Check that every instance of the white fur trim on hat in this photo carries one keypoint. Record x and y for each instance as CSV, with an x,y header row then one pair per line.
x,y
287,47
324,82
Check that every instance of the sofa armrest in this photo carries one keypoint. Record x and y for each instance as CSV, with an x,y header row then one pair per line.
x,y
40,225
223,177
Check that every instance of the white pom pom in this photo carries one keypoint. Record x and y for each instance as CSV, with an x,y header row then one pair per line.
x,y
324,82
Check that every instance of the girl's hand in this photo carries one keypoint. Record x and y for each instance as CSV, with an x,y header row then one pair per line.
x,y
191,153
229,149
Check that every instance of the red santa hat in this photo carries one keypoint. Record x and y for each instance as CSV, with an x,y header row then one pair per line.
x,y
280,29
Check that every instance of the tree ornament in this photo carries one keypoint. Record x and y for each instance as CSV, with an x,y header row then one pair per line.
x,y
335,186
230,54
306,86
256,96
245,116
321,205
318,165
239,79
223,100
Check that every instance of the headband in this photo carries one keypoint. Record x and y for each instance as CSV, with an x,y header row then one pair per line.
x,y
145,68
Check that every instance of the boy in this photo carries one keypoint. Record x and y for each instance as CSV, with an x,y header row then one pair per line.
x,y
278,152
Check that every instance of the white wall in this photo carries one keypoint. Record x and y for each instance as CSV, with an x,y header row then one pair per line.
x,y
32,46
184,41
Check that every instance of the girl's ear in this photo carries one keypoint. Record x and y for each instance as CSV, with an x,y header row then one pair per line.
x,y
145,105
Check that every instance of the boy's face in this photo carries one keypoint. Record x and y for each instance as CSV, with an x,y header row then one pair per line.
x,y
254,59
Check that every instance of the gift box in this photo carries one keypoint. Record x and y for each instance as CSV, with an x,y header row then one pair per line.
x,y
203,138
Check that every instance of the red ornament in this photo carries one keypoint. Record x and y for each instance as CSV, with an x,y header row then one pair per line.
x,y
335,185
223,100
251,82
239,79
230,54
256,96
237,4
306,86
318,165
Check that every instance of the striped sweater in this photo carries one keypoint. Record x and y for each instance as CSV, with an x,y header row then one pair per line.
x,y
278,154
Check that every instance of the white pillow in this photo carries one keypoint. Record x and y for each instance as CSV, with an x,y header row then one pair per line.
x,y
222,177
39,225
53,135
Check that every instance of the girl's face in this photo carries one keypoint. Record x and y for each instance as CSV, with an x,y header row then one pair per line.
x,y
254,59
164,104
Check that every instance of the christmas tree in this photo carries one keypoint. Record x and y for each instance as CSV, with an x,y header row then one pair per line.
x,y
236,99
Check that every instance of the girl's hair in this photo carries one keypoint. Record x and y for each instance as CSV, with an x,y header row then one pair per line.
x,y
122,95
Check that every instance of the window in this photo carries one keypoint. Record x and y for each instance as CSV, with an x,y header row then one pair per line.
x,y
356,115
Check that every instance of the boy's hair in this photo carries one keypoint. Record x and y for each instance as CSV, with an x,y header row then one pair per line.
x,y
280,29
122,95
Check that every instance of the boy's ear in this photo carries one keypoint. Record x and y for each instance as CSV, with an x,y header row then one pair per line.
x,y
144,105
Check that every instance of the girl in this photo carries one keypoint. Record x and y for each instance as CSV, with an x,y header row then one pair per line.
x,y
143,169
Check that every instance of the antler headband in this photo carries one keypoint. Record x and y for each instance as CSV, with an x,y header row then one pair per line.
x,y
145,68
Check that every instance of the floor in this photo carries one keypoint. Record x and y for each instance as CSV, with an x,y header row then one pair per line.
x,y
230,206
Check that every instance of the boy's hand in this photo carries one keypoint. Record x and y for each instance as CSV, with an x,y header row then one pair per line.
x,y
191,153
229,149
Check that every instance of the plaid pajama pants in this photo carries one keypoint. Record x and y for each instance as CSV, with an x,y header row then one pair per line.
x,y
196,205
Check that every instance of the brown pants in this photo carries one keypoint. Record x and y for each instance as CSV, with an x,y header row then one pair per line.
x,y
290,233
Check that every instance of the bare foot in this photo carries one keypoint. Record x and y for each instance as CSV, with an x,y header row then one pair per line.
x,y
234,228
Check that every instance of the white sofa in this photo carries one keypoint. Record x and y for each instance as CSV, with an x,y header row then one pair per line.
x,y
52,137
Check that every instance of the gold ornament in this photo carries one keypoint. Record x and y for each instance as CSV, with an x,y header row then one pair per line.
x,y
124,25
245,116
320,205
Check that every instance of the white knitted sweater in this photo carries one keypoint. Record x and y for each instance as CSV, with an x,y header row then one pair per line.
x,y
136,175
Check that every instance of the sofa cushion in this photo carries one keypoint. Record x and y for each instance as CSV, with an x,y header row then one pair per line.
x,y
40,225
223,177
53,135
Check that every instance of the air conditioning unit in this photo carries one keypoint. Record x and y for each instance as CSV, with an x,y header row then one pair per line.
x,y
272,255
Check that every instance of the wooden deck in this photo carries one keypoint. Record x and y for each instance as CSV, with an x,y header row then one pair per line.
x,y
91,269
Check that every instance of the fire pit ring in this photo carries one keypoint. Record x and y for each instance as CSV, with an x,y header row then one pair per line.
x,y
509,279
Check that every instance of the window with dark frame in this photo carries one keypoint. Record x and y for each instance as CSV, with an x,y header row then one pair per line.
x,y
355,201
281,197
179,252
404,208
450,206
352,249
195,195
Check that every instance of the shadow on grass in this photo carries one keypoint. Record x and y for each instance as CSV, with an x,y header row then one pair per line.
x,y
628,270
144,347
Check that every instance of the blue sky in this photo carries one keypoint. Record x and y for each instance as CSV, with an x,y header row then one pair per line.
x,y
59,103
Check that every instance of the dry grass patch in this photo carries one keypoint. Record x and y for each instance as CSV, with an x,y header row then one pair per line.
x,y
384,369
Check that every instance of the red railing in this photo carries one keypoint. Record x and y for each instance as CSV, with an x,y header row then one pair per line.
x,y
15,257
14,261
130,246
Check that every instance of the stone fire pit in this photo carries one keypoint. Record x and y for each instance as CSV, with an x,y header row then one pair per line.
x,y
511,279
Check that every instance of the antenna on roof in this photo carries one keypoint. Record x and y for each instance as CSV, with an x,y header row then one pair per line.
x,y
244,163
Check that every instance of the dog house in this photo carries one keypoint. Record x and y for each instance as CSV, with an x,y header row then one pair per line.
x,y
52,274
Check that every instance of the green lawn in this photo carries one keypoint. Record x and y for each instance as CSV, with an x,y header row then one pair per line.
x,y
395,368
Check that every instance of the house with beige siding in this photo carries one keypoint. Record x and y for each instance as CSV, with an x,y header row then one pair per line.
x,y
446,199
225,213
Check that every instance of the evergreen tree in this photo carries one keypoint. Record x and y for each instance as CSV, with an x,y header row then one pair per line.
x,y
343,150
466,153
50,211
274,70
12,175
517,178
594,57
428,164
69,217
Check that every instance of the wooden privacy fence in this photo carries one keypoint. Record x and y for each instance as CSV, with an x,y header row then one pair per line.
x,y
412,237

□ □ □ □ □

» Written instruction:
Could you change "evergreen tree" to "pine tree" in everything from the line containing "Check that every instance of the house" down to the end of the data, leaving all else unchanged?

» Task output:
Check that every instance of the house with beige siding in this photo carries one keypoint. Record x and y for each instance as CSV, with an x,y header row then one pair per line.
x,y
446,199
225,213
Check that every instance of the pine tree in this photo carries one keypoint. Record x and y for each instance as CSV, with an x,y header row then one pair per line.
x,y
343,150
466,153
50,211
274,70
12,175
517,178
594,57
428,164
69,217
Check that every instance of the wooden privacy fence in this photo carries one keypoint. Record x and y for each instance as CSV, with an x,y header row then one pair per line.
x,y
412,237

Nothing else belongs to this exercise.